— Begin MATERIAL SHOWN —

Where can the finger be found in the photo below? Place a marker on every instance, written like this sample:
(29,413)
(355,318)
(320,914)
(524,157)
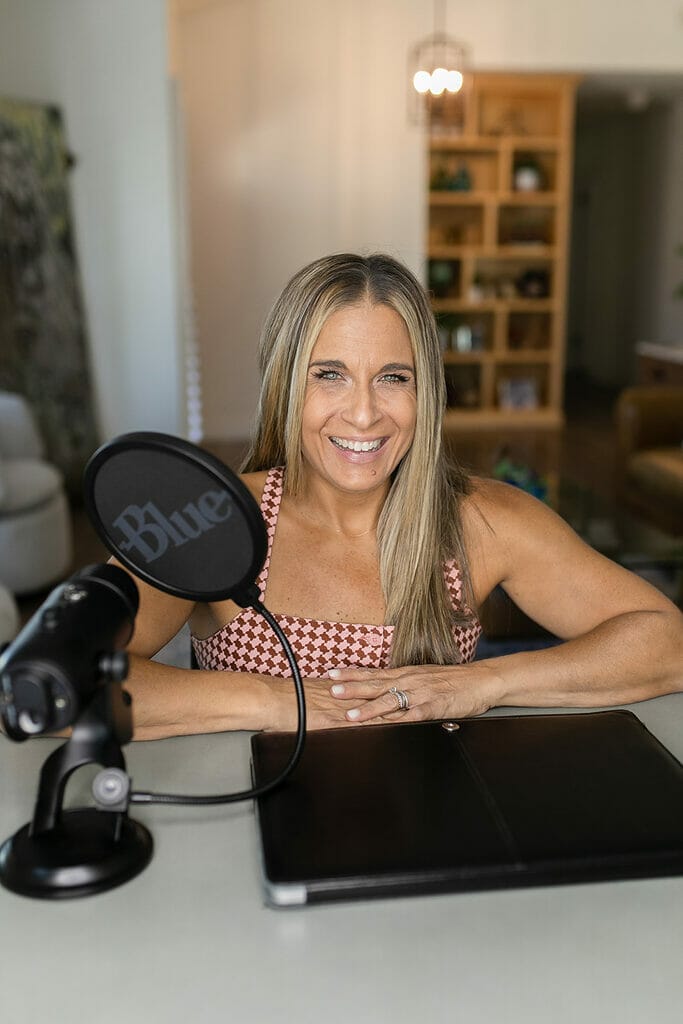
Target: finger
(360,689)
(385,706)
(351,674)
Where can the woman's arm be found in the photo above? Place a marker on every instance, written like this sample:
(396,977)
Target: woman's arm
(624,638)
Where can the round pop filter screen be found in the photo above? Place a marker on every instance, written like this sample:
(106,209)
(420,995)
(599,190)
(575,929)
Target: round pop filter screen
(176,517)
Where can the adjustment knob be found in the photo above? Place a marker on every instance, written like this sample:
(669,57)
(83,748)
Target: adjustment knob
(111,787)
(115,666)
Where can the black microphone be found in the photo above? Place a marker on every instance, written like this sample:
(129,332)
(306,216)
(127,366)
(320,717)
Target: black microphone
(72,645)
(182,521)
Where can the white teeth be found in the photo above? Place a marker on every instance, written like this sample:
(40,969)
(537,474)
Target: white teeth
(356,445)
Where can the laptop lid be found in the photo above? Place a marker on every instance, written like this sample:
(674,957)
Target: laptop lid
(476,804)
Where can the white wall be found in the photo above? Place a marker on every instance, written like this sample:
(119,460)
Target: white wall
(299,144)
(103,62)
(669,311)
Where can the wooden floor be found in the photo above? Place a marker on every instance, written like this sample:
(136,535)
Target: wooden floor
(584,451)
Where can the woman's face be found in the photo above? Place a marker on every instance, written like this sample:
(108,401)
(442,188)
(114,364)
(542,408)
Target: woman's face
(359,408)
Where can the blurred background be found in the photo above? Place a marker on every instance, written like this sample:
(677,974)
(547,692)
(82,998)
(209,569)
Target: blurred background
(211,147)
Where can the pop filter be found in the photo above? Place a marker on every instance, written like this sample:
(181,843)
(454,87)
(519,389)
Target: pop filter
(176,517)
(183,522)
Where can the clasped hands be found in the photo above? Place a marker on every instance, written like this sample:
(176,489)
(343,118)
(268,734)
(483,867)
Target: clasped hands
(360,696)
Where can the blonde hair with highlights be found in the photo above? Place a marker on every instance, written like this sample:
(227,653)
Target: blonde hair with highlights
(420,525)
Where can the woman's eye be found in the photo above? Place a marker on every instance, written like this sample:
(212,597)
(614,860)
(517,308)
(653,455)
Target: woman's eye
(327,375)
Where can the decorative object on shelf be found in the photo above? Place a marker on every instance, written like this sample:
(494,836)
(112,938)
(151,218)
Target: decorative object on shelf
(534,284)
(517,392)
(463,387)
(441,276)
(476,291)
(527,175)
(524,477)
(437,78)
(445,179)
(462,179)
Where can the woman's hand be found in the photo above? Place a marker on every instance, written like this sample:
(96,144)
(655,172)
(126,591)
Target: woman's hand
(433,691)
(324,711)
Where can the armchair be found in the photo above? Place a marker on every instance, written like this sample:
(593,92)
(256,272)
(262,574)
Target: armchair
(649,423)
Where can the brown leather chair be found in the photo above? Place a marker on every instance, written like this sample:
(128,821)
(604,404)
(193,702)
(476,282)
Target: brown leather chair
(649,422)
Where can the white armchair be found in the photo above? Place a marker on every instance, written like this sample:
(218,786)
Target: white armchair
(36,547)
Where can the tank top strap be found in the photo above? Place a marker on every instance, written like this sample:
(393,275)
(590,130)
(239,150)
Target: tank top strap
(270,500)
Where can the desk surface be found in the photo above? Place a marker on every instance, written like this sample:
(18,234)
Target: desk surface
(190,939)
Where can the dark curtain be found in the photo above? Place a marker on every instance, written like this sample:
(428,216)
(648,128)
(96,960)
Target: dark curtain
(43,342)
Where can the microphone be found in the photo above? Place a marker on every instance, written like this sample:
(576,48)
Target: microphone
(72,645)
(180,520)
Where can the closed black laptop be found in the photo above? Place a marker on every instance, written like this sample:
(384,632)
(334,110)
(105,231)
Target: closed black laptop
(478,804)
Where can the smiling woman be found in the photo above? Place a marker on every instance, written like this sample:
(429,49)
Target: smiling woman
(380,550)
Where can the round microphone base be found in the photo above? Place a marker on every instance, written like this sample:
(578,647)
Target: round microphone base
(88,852)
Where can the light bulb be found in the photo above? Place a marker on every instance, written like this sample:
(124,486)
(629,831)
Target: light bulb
(422,81)
(439,81)
(455,81)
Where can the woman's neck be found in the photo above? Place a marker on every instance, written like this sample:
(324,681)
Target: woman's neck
(348,513)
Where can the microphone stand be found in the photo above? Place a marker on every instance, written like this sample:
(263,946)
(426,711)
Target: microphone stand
(66,853)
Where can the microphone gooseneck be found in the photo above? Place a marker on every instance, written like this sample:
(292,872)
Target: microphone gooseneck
(233,798)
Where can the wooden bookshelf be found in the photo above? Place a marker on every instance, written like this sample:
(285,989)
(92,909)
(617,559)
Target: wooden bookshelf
(498,247)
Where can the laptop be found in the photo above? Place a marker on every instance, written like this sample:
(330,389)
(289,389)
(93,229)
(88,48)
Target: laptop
(396,810)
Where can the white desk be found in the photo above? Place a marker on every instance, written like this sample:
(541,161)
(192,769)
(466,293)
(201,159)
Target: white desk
(190,940)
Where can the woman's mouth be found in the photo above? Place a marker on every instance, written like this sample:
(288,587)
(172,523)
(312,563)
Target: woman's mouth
(346,444)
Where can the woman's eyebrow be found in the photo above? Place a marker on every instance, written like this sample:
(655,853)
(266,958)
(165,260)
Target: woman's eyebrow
(393,367)
(337,364)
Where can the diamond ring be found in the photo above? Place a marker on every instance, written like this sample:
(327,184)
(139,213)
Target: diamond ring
(401,698)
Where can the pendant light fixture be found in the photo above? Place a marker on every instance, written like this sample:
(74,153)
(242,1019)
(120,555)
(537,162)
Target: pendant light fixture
(437,78)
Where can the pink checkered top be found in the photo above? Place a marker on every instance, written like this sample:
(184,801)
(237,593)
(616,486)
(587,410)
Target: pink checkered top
(248,644)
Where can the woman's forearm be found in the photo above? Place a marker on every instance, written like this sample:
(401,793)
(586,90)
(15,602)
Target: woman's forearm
(169,701)
(633,656)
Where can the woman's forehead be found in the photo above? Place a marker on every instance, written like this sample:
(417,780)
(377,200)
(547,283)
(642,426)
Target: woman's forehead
(364,330)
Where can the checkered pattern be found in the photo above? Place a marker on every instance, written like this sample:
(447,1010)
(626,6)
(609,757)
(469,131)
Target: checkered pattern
(248,644)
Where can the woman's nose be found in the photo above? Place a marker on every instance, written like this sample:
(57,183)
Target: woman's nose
(361,409)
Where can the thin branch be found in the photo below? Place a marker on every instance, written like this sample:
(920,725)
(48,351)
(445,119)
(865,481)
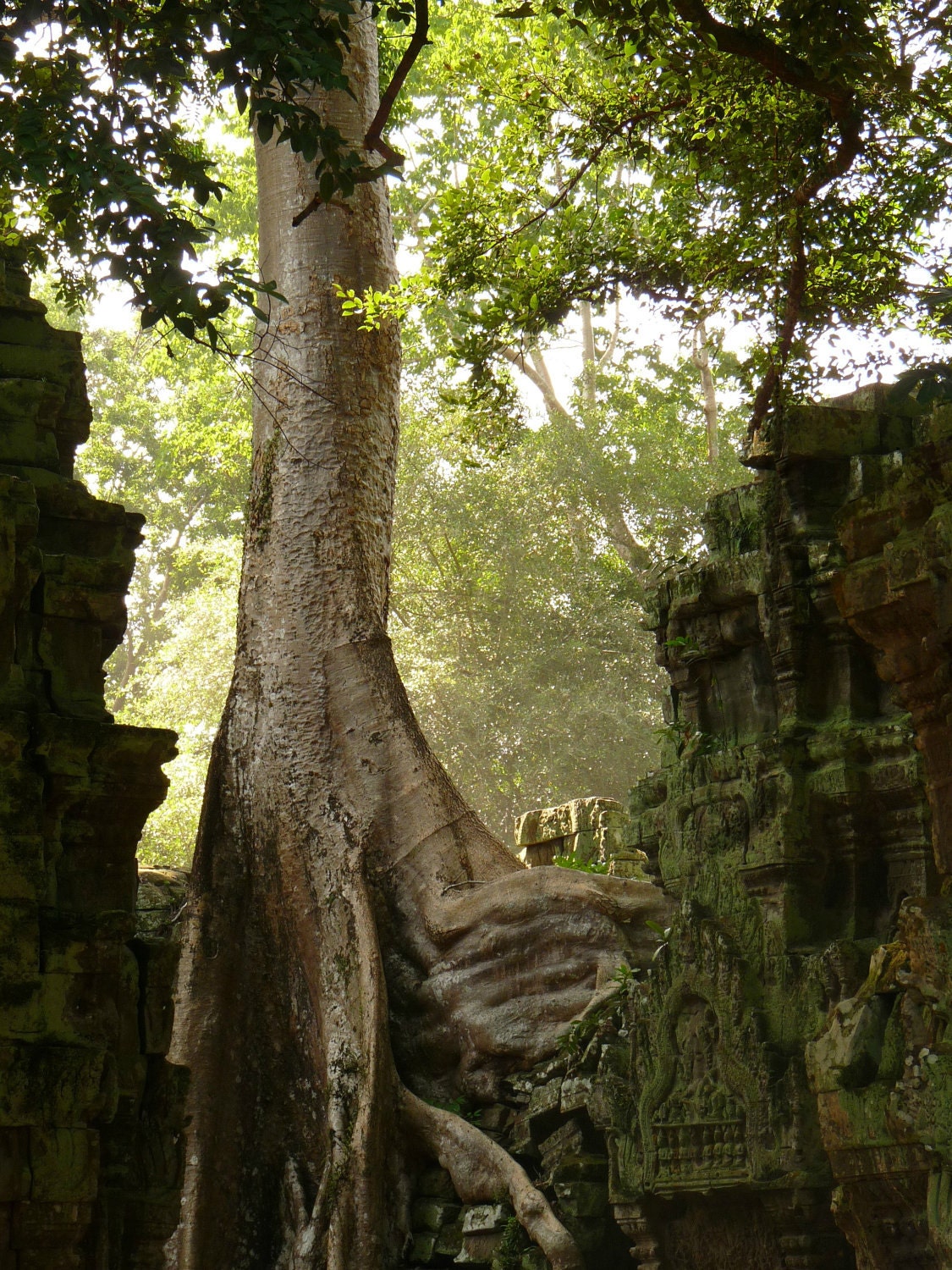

— End MATERIAL SHOWN —

### [EXERCISE DESCRIPTION]
How many lines of the listing above contain the word "armchair"? Give only the number.

### [THE REPLY]
4